Quellenauszug
Beitrag der Landesarmutskonferenz Baden-Württemberg zum
Armuts- und Reichtumsbericht von Baden-Württemberg
Auszug aus ARB ab S. 797 ff
Die LAK-BW ist nach ihrer Gründung im März 2012 mit großem Optimismus in den Armutsbericht BW 2012 – 2015 eingestiegen. Im Beirat zu sein war das eine, den Armutsbericht bei nahezu allen Treffen des Arbeitskomitees der LAK-BW und bei einigen Veranstaltungen gesondert im Blick zu haben, das andere.
Angesichts der dramatischen Armutslage in Europa – 24,5 % der Bevölkerung in der EU leben in Armutsverhältnissen und in Deutschland sind 20,3 % der Bevölkerung von Armutslagen betroffen – ist erfreulich, dass wir in Baden-Württemberg offensiv den Weg zu einer Armuts- und Reichtumsberichterstattung eingeschlagen haben. Damit steigt das gesellschaftliche Interesse an der Entwicklung des Sozialen im eigenen Bundesland.
In Frankreich zum Beispiel stiegen die Obdachlosenzahlen binnen 2001 bis 2011 um das Doppelte auf 130000 Personen, derzeit gelten 3,6 Millionen Menschen in Frankreich als in prekären Verhältnissen lebend. Es wächst zudem die Zahl der armen Arbeiter, die sich trotz Einkommen keine Wohnung leisten können. 25 % der Obdachlosen insgesamt gehen einer Arbeit nach, verdienen wenig, arbeiten in Randzonen des Arbeitsmarktes, unterbezahlt, deutlich unter dem nationalen Mindestlohn. 40 % der Obdachlosen insgesamt suchen einen Job, sie scheitern jedoch häufig an Fahrtkosten, Kleidung, fehlender Wohnung. Ein Drittel dieser Obdachlosen nennt gesundheitliche Probleme, mangelnde Sprachkenntnisse oder Probleme beim Lesen und Schreiben als Handicaps. Und noch eine wichtige Zahl: 29 % der Arbeitslosen in Europa erhalten keine Transferleistungen. (Französisches Statistikamt, im Südkurier vom 30. April 2014 „Frankreichs arme Arbeiter“)

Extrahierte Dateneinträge
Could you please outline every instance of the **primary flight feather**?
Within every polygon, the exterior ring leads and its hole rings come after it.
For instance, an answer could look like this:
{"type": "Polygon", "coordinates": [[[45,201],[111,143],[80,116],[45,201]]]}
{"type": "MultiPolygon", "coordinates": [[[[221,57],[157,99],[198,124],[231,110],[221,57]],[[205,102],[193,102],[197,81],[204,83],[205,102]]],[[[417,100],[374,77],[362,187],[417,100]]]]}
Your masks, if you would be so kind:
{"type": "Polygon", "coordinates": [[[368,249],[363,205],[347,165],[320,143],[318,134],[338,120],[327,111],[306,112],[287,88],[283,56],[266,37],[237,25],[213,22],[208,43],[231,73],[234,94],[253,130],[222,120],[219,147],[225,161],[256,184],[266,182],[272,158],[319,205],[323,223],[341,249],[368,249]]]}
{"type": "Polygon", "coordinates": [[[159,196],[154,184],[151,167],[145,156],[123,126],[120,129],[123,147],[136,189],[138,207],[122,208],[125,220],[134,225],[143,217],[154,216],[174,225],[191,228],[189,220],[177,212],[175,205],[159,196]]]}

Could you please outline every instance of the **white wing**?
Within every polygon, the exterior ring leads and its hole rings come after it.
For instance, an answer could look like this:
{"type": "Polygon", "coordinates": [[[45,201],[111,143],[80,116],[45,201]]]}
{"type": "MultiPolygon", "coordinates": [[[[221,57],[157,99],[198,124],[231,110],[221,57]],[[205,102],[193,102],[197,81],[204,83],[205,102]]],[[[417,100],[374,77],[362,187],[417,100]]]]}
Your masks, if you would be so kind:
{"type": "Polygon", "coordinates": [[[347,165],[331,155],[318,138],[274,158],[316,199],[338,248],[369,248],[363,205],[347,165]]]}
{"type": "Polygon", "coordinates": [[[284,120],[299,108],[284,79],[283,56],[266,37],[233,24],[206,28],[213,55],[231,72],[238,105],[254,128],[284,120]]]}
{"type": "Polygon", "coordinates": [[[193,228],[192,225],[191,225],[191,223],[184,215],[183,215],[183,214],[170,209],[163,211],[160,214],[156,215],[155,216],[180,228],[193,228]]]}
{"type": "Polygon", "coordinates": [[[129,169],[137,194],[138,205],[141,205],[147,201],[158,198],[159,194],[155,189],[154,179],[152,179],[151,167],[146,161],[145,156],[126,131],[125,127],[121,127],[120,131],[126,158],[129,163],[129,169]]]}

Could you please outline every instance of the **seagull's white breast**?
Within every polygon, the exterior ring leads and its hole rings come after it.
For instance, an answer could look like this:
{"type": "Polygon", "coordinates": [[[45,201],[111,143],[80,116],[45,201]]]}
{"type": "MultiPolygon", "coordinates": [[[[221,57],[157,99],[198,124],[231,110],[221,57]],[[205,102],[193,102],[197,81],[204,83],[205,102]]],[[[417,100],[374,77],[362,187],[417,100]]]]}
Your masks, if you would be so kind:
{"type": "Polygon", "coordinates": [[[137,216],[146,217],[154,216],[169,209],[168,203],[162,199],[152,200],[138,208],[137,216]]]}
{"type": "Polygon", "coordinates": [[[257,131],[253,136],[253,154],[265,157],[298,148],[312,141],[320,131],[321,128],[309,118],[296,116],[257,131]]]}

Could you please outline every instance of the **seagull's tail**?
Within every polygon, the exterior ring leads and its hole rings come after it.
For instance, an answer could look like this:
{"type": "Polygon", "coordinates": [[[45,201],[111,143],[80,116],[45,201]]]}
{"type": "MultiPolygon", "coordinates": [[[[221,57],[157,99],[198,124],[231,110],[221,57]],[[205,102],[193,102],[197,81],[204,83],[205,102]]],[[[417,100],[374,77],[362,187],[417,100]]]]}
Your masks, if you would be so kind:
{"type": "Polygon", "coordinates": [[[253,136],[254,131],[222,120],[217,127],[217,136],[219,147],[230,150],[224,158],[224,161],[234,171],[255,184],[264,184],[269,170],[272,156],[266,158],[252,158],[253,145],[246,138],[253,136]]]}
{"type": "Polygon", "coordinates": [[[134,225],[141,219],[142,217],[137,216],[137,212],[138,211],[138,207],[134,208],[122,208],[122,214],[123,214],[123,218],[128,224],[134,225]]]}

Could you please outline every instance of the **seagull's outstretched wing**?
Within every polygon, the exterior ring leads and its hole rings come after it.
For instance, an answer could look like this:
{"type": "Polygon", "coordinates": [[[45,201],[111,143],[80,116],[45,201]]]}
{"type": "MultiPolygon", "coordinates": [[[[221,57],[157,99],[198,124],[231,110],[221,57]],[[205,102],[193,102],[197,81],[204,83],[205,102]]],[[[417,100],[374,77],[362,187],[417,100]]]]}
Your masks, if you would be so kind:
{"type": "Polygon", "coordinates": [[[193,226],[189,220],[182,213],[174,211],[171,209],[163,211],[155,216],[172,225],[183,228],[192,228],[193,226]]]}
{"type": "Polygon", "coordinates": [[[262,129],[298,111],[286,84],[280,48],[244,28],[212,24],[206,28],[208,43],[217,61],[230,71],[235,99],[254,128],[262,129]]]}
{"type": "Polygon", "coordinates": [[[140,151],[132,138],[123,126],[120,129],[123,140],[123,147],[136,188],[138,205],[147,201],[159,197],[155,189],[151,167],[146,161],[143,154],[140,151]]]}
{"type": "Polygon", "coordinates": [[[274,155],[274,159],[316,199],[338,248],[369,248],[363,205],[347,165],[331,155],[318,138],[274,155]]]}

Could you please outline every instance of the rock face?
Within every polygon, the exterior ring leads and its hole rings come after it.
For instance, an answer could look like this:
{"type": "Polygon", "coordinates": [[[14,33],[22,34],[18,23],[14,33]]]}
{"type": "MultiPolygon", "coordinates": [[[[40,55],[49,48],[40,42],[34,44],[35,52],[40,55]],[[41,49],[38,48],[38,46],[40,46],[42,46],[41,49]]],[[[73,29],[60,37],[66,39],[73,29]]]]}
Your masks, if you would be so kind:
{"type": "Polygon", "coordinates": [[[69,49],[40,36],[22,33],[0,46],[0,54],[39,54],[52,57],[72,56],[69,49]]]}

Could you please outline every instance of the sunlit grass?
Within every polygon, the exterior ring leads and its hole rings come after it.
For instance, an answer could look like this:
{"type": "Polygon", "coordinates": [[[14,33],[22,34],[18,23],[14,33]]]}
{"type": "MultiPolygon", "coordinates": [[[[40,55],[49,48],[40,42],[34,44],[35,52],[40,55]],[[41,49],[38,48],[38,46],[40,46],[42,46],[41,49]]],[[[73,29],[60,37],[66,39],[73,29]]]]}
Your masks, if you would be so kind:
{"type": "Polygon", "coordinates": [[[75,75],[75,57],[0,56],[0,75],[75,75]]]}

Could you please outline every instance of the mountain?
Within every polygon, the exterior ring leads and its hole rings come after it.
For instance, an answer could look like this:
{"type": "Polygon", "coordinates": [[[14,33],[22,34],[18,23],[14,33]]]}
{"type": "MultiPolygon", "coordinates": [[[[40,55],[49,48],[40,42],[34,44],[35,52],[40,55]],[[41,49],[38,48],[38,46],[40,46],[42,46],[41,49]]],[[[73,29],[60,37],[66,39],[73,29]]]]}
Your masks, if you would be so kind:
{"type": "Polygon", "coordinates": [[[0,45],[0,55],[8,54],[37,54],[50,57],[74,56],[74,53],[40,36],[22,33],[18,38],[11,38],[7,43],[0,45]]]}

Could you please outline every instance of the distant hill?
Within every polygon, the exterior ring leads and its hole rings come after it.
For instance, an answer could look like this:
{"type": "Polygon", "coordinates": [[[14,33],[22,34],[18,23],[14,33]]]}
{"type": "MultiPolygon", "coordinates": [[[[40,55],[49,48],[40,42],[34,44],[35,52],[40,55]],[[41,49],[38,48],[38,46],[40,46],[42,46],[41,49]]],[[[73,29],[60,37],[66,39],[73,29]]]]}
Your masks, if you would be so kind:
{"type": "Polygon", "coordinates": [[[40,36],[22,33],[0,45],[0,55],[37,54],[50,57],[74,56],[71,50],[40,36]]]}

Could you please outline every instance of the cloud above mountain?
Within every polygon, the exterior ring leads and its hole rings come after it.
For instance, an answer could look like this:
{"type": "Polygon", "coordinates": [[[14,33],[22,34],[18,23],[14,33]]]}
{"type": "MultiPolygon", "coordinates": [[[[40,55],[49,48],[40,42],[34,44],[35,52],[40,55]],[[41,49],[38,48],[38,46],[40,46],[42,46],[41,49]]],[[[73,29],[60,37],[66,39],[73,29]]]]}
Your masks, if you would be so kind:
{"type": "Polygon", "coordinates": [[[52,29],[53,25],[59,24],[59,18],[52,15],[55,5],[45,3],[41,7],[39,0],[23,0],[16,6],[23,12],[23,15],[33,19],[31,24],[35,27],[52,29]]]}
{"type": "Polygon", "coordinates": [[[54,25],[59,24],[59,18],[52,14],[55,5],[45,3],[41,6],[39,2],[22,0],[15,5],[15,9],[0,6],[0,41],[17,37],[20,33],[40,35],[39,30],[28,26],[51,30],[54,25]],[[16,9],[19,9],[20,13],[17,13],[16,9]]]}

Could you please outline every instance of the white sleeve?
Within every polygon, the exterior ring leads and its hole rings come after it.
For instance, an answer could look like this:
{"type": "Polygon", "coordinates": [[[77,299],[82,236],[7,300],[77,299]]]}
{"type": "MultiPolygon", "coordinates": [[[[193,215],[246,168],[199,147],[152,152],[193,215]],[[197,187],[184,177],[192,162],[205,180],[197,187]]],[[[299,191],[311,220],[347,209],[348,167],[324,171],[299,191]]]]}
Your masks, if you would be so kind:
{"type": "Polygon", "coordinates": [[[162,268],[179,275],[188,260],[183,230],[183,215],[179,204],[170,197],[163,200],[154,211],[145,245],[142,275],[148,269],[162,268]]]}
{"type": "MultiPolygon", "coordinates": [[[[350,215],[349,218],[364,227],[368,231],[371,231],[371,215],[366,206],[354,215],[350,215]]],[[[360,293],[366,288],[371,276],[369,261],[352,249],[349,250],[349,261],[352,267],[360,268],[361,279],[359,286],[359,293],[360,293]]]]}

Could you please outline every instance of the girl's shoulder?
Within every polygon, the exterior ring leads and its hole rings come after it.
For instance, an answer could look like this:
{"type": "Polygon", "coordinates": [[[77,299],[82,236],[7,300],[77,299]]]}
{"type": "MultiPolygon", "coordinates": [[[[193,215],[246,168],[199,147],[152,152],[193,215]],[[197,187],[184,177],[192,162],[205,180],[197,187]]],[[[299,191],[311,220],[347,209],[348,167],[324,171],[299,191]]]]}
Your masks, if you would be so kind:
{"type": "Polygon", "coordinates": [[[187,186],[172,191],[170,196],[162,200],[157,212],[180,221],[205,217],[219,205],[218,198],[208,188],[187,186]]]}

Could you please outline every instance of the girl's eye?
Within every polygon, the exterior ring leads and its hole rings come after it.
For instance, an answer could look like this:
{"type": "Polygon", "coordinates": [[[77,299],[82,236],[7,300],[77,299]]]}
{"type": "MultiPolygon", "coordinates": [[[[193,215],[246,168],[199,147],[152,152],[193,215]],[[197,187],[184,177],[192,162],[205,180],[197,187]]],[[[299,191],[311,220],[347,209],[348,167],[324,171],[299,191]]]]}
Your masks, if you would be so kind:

Aufgabenbeschreibung
Zitiere den Text zum Armuts- und Reichtumsbericht von Baden-Württemberg vollständig und Wort für Wort.

Schriftliche Antwort
Beitrag der Landesarmutskonferenz Baden-Württemberg zum
Armuts- und Reichtumsbericht von Baden-Württemberg
Auszug aus ARB ab S. 797 ff
Die LAK-BW ist nach ihrer Gründung im März 2012 mit großem Optimismus in den Armutsbericht BW 2012 – 2015 eingestiegen. Im Beirat zu sein war das eine, den Armutsbericht bei nahezu allen Treffen des Arbeitskomitees der LAK-BW und bei einigen Veranstaltungen gesondert im Blick zu haben, das andere.
Angesichts der dramatischen Armutslage in Europa – 24,5 % der Bevölkerung in der EU leben in Armutsverhältnissen und in Deutschland sind 20,3 % der Bevölkerung von Armutslagen betroffen – ist erfreulich, dass wir in Baden-Württemberg offensiv den Weg zu einer Armuts- und Reichtumsberichterstattung eingeschlagen haben. Damit steigt das gesellschaftliche Interesse an der Entwicklung des Sozialen im eigenen Bundesland.
In Frankreich zum Beispiel stiegen die Obdachlosenzahlen binnen 2001 bis 2011 um das Doppelte auf 130000 Personen, derzeit gelten 3,6 Millionen Menschen in Frankreich als in prekären Verhältnissen lebend. Es wächst zudem die Zahl der armen Arbeiter, die sich trotz Einkommen keine Wohnung leisten können. 25 % der Obdachlosen insgesamt gehen einer Arbeit nach, verdienen wenig, arbeiten in Randzonen des Arbeitsmarktes, unterbezahlt, deutlich unter dem nationalen Mindestlohn. 40 % der Obdachlosen insgesamt suchen einen Job, sie scheitern jedoch häufig an Fahrtkosten, Kleidung, fehlender Wohnung. Ein Drittel dieser Obdachlosen nennt gesundheitliche Probleme, mangelnde Sprachkenntnisse oder Probleme beim Lesen und Schreiben als Handicaps. Und noch eine wichtige Zahl: 29 % der Arbeitslosen in Europa erhalten keine Transferleistungen. (Französisches Statistikamt, im Südkurier vom 30. April 2014 „Frankreichs arme Arbeiter“)